Problem statement =>
Set down all of the entries word for word, omitting the images they contain.

Source material =>
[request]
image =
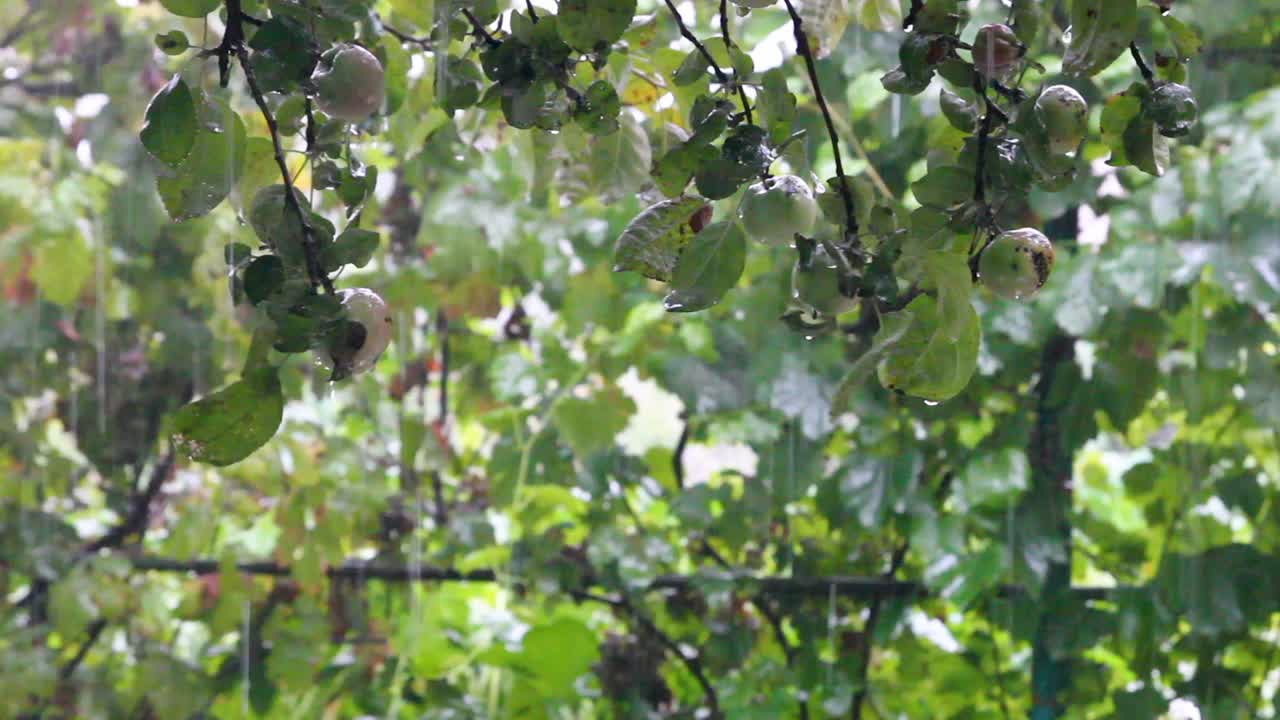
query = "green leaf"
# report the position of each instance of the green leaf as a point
(620, 162)
(229, 424)
(263, 278)
(598, 110)
(1118, 114)
(173, 42)
(355, 246)
(945, 187)
(1101, 31)
(169, 127)
(1146, 147)
(63, 264)
(938, 354)
(880, 16)
(589, 23)
(1187, 41)
(992, 481)
(708, 268)
(894, 327)
(204, 180)
(592, 423)
(824, 22)
(652, 242)
(673, 171)
(284, 54)
(191, 8)
(965, 579)
(776, 105)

Task solution =>
[request]
image =
query = "green leaf"
# report the position of each instance of the green leaf as a point
(620, 162)
(229, 424)
(263, 278)
(598, 110)
(1118, 114)
(173, 42)
(355, 246)
(945, 187)
(1101, 31)
(169, 127)
(1146, 147)
(63, 264)
(938, 354)
(880, 16)
(589, 23)
(1187, 41)
(992, 481)
(708, 268)
(894, 327)
(204, 180)
(592, 423)
(824, 22)
(652, 242)
(673, 171)
(284, 54)
(191, 8)
(965, 579)
(776, 105)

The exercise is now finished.